How many lines of the listing below contain the string "white", counting only exact-case matches? Reply with the number alone.

** start EXTRACTED INFORMATION **

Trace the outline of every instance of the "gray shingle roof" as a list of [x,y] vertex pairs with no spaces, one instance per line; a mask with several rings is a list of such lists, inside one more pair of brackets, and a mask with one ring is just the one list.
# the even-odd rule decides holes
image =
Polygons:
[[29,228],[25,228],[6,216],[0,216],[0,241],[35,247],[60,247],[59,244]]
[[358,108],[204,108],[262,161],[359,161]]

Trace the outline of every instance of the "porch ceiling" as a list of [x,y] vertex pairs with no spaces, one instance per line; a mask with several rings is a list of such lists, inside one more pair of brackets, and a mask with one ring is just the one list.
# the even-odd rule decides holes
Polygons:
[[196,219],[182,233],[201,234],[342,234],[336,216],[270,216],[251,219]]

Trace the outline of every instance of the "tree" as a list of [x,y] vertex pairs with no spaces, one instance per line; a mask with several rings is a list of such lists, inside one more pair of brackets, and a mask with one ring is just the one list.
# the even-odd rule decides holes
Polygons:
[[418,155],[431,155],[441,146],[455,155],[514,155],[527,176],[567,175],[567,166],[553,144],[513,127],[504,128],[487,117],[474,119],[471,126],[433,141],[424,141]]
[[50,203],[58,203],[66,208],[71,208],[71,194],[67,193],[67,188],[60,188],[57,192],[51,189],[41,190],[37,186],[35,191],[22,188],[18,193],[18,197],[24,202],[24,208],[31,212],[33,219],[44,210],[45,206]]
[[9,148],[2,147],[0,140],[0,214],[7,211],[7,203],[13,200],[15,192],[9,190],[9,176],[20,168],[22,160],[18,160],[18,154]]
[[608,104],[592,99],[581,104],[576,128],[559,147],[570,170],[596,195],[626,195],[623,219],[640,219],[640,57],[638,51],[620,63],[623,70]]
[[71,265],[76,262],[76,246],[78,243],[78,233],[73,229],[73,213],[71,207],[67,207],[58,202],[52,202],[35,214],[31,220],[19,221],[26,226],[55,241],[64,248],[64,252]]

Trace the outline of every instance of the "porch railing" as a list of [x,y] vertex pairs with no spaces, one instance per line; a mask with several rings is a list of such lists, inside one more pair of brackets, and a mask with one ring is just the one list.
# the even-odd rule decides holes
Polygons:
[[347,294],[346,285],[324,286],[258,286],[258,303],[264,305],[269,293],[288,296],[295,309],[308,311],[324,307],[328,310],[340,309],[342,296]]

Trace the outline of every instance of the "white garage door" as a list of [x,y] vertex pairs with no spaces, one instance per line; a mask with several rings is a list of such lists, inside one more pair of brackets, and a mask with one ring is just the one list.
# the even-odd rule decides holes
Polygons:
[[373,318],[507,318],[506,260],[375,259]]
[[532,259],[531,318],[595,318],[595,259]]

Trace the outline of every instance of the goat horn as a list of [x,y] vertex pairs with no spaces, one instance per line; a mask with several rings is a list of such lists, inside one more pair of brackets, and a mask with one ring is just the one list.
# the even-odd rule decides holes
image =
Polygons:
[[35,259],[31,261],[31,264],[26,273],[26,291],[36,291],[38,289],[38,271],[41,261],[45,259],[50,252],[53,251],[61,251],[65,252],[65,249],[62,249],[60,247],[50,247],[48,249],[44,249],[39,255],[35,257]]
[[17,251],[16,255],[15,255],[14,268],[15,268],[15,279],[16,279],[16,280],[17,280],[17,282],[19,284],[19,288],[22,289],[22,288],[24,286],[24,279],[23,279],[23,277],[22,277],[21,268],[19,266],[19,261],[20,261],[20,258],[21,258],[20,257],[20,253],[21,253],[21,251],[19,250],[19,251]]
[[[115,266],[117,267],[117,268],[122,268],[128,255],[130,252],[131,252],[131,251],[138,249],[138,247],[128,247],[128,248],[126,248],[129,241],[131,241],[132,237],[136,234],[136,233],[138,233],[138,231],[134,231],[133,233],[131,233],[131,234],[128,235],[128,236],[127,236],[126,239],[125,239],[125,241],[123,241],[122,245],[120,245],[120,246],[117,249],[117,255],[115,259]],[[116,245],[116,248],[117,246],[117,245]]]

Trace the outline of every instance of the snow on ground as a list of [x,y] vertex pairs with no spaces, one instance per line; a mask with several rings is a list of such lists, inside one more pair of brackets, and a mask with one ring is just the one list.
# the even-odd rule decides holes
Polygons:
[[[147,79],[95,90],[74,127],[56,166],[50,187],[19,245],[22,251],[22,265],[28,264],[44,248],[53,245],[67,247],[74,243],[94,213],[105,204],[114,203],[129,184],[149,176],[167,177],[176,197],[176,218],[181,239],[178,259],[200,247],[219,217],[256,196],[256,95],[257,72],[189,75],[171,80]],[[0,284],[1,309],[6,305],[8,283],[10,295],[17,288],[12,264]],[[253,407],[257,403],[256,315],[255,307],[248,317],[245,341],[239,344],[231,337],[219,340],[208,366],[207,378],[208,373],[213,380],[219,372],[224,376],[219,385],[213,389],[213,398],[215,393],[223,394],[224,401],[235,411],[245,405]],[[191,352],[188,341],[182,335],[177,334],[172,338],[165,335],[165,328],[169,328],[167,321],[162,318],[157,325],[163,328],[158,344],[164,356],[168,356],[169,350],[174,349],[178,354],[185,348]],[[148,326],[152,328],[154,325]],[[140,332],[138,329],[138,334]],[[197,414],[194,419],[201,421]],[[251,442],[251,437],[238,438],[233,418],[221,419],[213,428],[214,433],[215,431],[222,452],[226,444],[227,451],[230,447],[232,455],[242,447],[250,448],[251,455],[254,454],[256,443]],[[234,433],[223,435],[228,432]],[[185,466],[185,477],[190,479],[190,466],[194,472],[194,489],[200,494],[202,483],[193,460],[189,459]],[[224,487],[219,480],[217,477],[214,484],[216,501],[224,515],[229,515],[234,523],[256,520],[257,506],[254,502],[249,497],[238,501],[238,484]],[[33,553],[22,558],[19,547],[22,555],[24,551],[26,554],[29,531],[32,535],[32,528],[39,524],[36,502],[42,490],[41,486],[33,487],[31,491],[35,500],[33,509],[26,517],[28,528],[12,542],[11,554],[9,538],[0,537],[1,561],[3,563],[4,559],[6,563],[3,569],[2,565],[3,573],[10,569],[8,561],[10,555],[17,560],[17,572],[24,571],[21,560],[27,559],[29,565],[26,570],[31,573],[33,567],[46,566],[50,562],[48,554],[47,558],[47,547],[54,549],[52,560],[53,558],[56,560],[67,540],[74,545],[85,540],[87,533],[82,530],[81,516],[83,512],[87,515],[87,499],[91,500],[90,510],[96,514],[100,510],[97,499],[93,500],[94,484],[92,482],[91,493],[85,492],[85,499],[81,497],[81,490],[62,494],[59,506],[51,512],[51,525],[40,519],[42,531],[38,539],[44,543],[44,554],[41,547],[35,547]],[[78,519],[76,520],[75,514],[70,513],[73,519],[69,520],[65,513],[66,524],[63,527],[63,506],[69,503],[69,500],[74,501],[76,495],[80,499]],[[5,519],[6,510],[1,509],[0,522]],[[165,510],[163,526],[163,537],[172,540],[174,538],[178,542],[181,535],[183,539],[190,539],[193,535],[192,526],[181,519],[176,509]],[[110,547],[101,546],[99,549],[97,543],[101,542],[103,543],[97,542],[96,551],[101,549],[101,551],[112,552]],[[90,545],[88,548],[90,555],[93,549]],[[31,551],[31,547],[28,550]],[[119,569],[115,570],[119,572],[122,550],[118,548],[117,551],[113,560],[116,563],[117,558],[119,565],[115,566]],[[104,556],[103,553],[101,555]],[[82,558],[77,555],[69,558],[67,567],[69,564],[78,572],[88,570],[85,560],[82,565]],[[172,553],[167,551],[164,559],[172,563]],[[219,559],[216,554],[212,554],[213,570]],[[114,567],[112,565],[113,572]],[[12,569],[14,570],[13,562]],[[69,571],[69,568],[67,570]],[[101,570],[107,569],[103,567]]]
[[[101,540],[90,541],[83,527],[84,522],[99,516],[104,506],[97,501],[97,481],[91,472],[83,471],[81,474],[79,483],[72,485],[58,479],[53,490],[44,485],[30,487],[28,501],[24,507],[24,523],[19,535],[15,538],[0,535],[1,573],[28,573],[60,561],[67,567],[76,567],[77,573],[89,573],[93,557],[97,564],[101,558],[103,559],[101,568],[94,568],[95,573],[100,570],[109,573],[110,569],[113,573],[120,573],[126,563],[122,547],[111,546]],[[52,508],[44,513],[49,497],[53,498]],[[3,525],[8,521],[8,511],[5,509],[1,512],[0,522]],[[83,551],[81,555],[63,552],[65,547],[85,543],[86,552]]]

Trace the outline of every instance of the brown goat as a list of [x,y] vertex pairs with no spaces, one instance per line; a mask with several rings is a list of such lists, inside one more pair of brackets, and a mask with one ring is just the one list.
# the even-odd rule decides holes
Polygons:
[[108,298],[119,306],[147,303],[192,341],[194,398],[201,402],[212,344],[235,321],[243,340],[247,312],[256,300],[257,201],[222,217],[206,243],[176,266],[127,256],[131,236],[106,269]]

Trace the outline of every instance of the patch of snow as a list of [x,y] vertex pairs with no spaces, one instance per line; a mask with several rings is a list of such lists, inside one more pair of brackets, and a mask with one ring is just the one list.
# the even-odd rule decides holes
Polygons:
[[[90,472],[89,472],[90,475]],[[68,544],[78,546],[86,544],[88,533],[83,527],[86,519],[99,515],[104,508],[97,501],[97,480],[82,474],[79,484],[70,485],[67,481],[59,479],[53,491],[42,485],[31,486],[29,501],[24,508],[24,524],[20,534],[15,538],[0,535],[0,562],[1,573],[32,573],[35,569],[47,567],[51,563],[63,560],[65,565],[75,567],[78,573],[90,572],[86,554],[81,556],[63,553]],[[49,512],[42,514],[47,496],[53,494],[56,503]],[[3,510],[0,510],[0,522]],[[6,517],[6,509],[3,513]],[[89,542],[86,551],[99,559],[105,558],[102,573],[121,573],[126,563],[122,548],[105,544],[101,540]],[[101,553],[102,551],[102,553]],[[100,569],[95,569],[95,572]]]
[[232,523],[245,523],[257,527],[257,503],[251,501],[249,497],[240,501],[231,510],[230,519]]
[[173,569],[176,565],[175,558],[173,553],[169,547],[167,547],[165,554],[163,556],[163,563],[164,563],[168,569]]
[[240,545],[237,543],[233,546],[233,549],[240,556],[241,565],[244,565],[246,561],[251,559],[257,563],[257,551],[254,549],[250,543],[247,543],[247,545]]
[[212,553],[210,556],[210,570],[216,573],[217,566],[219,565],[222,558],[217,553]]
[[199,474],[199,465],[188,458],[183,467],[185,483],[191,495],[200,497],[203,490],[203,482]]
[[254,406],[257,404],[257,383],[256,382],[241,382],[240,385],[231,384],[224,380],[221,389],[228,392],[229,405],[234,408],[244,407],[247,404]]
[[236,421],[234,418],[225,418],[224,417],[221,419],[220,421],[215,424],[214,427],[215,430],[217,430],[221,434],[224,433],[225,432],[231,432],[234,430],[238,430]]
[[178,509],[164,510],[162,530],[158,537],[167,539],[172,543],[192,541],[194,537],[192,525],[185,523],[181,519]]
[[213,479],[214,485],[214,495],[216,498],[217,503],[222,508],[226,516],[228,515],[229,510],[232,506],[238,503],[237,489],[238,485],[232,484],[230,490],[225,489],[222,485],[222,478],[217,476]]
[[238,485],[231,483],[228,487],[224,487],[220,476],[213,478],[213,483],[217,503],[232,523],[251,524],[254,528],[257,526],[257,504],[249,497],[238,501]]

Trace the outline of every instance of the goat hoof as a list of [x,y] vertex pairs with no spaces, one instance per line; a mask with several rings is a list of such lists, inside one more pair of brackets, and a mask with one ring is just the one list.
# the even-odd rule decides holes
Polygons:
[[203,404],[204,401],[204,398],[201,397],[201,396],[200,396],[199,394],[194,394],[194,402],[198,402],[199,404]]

** end EXTRACTED INFORMATION **
** start EXTRACTED INFORMATION **

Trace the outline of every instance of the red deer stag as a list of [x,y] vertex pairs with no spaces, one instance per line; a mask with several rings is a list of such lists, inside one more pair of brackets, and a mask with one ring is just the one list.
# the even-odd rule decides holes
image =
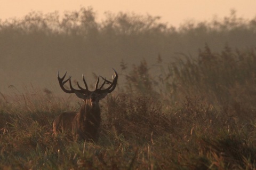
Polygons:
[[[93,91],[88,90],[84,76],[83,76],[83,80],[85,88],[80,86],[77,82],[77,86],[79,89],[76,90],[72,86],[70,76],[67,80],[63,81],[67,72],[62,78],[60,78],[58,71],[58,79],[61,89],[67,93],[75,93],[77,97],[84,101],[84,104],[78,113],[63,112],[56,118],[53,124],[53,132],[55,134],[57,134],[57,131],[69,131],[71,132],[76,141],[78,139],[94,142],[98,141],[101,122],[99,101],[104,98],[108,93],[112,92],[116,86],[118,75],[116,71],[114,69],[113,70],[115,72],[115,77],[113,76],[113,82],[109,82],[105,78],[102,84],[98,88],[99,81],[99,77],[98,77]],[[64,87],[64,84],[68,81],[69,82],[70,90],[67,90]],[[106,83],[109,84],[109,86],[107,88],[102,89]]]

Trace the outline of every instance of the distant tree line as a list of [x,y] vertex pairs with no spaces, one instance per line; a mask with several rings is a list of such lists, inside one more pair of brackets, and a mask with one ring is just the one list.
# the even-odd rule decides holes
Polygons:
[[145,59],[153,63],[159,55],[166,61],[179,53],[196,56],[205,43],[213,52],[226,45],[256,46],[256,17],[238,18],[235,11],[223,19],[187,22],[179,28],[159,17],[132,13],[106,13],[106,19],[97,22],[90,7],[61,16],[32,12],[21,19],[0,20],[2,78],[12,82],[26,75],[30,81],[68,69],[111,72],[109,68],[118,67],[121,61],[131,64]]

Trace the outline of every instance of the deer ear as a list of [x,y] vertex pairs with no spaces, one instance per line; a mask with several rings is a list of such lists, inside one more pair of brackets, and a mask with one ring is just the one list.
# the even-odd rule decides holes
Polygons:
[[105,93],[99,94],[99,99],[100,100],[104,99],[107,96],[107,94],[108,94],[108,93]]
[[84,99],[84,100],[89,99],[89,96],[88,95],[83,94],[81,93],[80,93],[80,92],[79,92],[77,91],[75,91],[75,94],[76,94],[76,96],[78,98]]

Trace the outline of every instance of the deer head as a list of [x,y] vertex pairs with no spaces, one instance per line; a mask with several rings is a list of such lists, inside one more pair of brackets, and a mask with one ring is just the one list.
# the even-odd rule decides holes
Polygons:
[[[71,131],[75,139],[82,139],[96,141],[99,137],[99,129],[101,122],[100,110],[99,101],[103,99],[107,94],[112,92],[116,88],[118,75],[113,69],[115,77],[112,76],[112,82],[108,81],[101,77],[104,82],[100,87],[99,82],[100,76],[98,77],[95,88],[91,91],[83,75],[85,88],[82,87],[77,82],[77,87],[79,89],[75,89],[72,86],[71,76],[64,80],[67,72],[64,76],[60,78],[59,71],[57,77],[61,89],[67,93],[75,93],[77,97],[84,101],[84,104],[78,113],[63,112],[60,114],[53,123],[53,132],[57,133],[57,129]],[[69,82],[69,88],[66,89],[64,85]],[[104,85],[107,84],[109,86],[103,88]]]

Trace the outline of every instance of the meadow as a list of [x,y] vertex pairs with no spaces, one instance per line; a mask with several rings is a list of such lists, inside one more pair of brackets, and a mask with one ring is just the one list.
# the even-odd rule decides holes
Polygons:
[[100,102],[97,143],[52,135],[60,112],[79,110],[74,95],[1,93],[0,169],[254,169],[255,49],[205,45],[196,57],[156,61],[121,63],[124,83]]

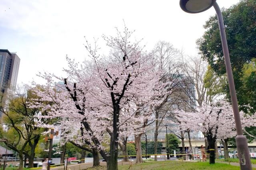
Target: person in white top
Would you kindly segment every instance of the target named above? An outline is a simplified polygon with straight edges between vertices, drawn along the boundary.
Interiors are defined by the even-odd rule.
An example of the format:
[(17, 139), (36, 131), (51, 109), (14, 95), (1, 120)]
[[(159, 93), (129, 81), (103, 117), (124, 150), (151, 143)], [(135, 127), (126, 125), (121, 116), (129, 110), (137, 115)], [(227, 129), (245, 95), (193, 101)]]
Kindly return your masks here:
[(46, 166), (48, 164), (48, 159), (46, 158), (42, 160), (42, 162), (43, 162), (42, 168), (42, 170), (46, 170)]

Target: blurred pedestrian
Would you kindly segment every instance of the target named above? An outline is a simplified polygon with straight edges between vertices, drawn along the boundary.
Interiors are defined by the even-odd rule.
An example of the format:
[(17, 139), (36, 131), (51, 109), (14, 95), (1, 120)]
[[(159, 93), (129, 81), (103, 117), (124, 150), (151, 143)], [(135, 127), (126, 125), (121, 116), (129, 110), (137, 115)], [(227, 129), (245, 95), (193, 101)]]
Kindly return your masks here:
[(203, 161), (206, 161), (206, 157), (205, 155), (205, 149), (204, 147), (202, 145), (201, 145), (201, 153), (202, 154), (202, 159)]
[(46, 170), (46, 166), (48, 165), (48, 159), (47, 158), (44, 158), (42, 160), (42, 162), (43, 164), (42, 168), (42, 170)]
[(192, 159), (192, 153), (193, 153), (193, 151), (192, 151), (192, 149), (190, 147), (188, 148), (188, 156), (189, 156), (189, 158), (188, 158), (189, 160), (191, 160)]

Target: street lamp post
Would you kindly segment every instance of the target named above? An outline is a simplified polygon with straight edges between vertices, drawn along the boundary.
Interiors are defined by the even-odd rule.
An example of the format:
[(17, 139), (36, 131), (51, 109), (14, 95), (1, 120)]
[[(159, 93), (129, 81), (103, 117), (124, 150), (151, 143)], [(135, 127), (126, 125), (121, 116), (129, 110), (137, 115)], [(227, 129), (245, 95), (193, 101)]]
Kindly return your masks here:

** end EXTRACTED INFORMATION **
** start EXTRACTED INFORMATION **

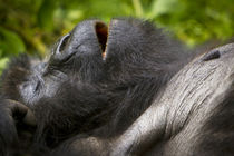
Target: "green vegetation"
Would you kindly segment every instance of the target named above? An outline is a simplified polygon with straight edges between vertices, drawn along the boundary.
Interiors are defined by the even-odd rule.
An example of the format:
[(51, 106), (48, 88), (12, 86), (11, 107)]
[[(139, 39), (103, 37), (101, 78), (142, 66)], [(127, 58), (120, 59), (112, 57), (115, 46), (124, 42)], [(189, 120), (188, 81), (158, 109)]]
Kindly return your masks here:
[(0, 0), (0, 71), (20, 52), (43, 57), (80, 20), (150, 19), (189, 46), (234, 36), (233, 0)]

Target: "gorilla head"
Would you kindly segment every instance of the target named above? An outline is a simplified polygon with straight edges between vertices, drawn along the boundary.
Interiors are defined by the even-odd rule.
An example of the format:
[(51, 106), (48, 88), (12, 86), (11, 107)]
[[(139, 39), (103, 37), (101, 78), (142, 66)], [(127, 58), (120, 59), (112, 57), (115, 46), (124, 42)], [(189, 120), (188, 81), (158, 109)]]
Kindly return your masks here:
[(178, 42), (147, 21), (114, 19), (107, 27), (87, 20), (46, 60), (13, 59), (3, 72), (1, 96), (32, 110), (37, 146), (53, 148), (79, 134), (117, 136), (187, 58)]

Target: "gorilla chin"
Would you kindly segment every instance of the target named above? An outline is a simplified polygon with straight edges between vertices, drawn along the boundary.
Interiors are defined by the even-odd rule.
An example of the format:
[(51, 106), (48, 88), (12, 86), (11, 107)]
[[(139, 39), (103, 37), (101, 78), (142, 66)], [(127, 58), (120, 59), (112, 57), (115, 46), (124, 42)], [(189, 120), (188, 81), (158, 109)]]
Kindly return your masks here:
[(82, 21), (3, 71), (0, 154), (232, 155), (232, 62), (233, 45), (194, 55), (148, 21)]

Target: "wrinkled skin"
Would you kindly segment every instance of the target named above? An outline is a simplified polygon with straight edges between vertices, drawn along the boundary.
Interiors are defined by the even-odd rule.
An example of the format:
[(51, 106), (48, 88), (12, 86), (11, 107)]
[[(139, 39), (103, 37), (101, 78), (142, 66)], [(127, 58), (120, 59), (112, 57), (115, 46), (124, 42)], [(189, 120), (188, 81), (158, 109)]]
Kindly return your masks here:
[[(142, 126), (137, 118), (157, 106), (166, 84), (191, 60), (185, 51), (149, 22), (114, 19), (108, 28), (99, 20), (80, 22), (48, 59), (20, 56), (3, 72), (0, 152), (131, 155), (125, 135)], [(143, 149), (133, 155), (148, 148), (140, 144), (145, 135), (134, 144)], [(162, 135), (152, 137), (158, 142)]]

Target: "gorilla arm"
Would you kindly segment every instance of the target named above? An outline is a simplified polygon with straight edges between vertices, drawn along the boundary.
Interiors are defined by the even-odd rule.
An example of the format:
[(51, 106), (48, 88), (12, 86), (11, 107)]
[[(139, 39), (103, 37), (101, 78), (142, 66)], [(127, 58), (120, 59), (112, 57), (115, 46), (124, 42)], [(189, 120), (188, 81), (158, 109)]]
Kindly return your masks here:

** end EXTRACTED INFORMATION **

> **FULL SOLUTION**:
2